Page extract:
------------------------------------------------------------

Mountain Mover
It's 9 p.m., and a busy hotel isn't the best place to conduct an interview. So Patricia Raybon has a simple idea: "Let's call it a day and try again later," she says. "We'll find a better time."
Patricia's learned a thing or two about the importance of timing. She knows waiting can be a good thing, even when it involves waiting for answers to prayer. But her wisdom on this subject is hard-earned; just a few years ago, at age 50, Patricia was at the end of her rope. A wife, mother to two adult daughters, journalism professor at the University of Colorado, and author of the celebrated memoir about forgiveness, My First White Friend, Patricia found herself fumbling spiritually. "In Matthew 17, Jesus says we can tell our mountain to move with even the smallest amount of faith. But my prayers weren't moving my mountain. And I didn't have just one mountain; I had a whole range," she says.
Her eldest daughter had announced she was pregnant out of wedlock. Her youngest daughter had donned a headscarf and converted to Islam. Patricia's mother, in her 80s, needed her care. Meanwhile, her marriage of 25 years was fraught with tension. And her prayers weren't changing any of it.
"I'd grown up in the church and had a relationship with Christ, but for the first time, I asked God to change me instead of my circumstances. I asked him to teach me how to pray," remembers Patricia. "That's when things got interesting."
She immersed herself in classic books on prayer—My Utmost for His Highest by Oswald Chambers, With Christ in the School of Prayer by Andrew Murray, Celebration of Discipline by Richard Foster, among others. "But what they all said was, Stop trying so hard to fix everything yourself. That in prayer, it's OK to take it slow and easy. Let God work. He knows our battles. But he wants us to pursue him more than we pursue his answers."
So Patricia began to pray to know God. Every morning, she started praising God's names, names she'd heard all her life but never stopped to think about: "Jehovah Jireh, my Provider! Jehovah Rapha, my Healer! Jehovah Nissi, my Banner in times of war!" Then something happened. "For the first time in my life I felt God listening. Suddenly, I realized this is prayer."
Then her husband, Dan, almost died.
"It dawned on me this wasn't the end of my story on prayer. This was just the first chapter," says Patricia. "My husband and my family needed me to love them. To pray for them. To discover the secrets of prayer."
In her fiercely candid 2005 memoir, I Told the Mountain to Move (Tyndale), Patricia set out to tell the story of this prayer journey. Recently retired, she speaks to groups across the country about prayer and about the practice of writing. Patricia talked to TCW about finding God in failure, the freedom of forgiveness, and the ways we can move mountains in our life.
You attended church all your life, yet you've said you never learned how to pray. What do you mean?
Even though I was a believer, I'd become a carnal Christian. For years I prayed with wrong motives—Grant me that job promotion! Or, Help us buy that house! But the Lord says he rewards those who seek him. The prayer experts say we pray not to get, but to know God. So real prayer is less talking, more listening to God; less asking, more dwelling with God, enjoying his amazing presence. Matthew 6:33 says it beautifully: "Seek first his kingdom and his righteousness, and all these things will be given to you as well." Somehow I'd never learned to first seek.
What does seeking God's kingdom look like?
God-seeking prayer isn't an act; it's a lifestyle. It's about living for God's glory. Loving others and seeing what God is up to in the world. And when we do that, it changes our prayers. It's not me, me, me. It's about God.

------------------------------------------------------------

Exercise task a: According to the Mountain Mover article, what memoir did Patricia publish in 2005?
The Mountain Mover article and the listing that comes after it are unrelated material.

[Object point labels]
------------------------------------------------------------

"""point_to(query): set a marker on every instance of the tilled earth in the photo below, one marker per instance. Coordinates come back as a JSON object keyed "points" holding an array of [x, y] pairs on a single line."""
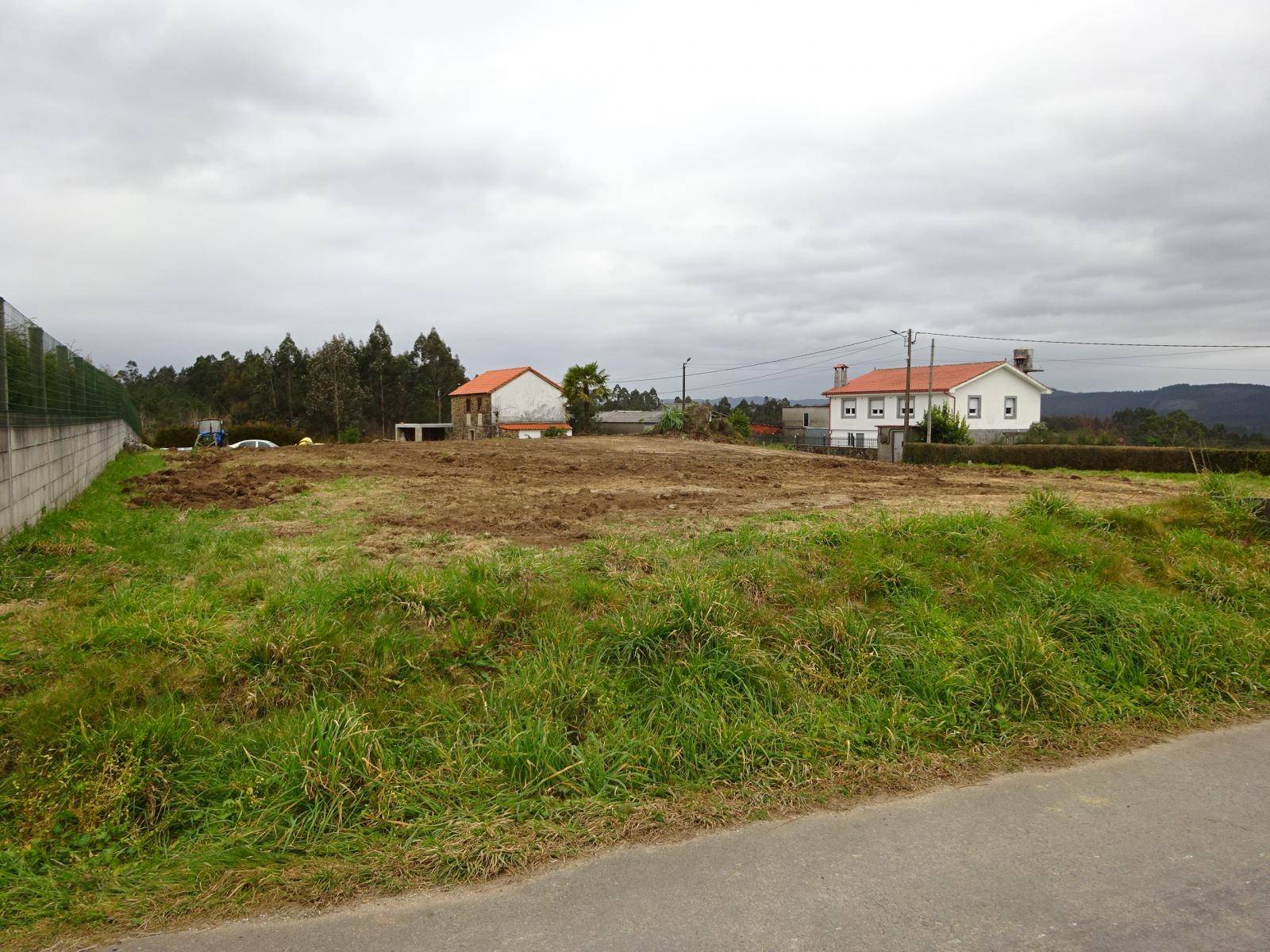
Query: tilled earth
{"points": [[554, 492]]}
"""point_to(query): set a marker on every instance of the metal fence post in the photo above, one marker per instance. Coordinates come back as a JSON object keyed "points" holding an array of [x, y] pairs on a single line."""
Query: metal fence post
{"points": [[4, 406], [4, 365]]}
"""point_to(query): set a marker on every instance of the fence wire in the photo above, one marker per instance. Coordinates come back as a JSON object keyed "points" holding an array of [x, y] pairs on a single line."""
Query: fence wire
{"points": [[44, 382]]}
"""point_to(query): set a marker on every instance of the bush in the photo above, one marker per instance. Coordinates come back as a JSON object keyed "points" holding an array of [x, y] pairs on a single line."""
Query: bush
{"points": [[186, 436], [173, 437], [1090, 457], [946, 427], [275, 432]]}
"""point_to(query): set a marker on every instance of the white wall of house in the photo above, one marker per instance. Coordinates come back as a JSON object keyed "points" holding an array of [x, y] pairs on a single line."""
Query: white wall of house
{"points": [[527, 399], [864, 420], [992, 389]]}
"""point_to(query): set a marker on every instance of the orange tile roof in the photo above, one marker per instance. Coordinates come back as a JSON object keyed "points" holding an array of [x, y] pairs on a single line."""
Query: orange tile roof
{"points": [[492, 380], [891, 380], [533, 425]]}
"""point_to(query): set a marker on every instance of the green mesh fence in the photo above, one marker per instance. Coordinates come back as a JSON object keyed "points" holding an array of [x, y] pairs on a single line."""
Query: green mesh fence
{"points": [[44, 382]]}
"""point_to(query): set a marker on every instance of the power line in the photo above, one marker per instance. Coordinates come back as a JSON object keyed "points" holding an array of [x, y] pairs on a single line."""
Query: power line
{"points": [[791, 371], [757, 363], [1092, 343]]}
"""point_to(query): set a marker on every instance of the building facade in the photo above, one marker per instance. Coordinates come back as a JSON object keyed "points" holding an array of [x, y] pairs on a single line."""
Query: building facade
{"points": [[514, 401]]}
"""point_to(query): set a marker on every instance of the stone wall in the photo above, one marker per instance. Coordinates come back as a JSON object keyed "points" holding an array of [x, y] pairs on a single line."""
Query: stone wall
{"points": [[46, 467]]}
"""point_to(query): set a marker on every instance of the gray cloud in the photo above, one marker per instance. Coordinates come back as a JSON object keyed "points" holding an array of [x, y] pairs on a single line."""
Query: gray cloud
{"points": [[549, 183]]}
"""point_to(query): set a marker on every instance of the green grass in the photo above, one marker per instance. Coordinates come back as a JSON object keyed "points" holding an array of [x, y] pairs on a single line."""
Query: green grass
{"points": [[197, 716], [1250, 482]]}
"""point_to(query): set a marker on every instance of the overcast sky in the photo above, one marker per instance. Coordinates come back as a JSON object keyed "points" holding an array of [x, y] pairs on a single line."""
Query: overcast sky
{"points": [[637, 183]]}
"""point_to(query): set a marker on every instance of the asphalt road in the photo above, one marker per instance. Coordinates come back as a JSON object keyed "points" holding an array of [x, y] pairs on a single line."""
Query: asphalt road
{"points": [[1168, 848]]}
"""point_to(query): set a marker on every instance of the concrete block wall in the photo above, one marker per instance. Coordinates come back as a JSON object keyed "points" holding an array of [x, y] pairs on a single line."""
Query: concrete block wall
{"points": [[44, 467]]}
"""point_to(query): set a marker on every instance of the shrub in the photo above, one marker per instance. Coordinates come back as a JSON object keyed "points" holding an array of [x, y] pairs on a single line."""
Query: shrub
{"points": [[1091, 457], [186, 436], [946, 427], [275, 432], [672, 420]]}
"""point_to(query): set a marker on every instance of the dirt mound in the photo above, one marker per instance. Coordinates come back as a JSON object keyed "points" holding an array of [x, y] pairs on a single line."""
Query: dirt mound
{"points": [[205, 480]]}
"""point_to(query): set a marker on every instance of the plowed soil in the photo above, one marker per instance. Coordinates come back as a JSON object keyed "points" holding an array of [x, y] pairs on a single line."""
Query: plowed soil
{"points": [[554, 492]]}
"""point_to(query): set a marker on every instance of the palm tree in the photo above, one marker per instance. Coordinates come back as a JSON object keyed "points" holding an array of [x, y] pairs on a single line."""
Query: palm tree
{"points": [[584, 385]]}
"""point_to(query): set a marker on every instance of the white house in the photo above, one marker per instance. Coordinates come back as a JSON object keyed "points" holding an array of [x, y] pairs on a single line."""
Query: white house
{"points": [[996, 397], [516, 401]]}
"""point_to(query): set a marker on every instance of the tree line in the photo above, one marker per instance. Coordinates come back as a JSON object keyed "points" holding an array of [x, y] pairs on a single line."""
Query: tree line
{"points": [[343, 387], [1141, 427], [340, 387]]}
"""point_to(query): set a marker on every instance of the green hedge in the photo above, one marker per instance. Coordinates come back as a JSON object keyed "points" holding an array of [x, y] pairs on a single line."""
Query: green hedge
{"points": [[184, 436], [1076, 457]]}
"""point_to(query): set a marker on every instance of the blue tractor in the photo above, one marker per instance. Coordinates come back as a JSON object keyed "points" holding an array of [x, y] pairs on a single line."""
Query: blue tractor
{"points": [[211, 433]]}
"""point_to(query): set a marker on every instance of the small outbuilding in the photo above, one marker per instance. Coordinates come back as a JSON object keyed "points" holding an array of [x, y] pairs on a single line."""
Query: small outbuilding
{"points": [[626, 420]]}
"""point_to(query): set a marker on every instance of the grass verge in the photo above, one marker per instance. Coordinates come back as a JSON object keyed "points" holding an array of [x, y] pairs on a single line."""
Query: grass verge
{"points": [[200, 716]]}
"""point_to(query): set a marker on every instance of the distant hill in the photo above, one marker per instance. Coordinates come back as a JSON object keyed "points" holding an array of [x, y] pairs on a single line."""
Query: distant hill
{"points": [[794, 401], [1241, 406]]}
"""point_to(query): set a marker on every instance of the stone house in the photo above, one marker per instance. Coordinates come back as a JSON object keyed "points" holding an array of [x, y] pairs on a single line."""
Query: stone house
{"points": [[516, 401]]}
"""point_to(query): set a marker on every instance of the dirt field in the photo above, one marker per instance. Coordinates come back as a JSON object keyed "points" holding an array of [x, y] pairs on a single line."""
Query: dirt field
{"points": [[563, 490]]}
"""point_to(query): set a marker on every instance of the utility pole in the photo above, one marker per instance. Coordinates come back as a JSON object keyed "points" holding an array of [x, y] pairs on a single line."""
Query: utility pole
{"points": [[908, 376], [930, 393]]}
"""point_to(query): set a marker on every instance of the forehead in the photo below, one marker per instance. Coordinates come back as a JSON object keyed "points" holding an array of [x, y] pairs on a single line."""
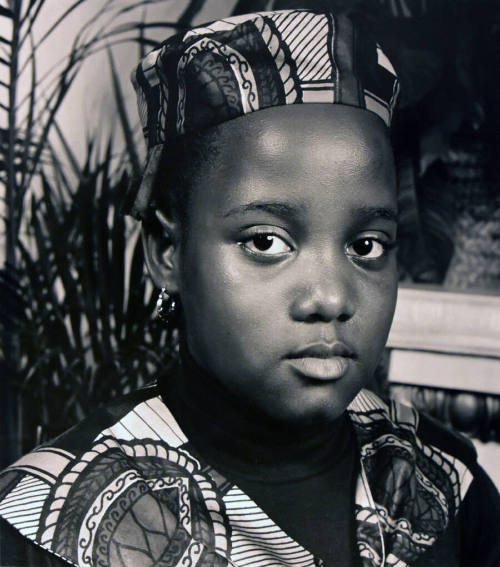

------------------------------------------------------------

Exercise task b: Return, copied verbatim, the lines of the listing starting with the line that contains "of the utility" and continuing through the end of the listing. Omit the pictures.

Full response a: I Told the Mountain to Move (Tyndale)

Full response b:
"""point_to(query): set a marker on every instance of the utility pole in the photo above, one marker per instance. Coordinates come back as a JSON object keyed "points" holding an array of [x, y] pairs on a single line."""
Query: utility pole
{"points": [[908, 376], [930, 393]]}
"""point_to(query): set a marker on every instance of the forehead in the photo below, one marker per instance. Coordinates come back as a JSON object keyed "points" holding an array of [x, y] pairs on a single line."""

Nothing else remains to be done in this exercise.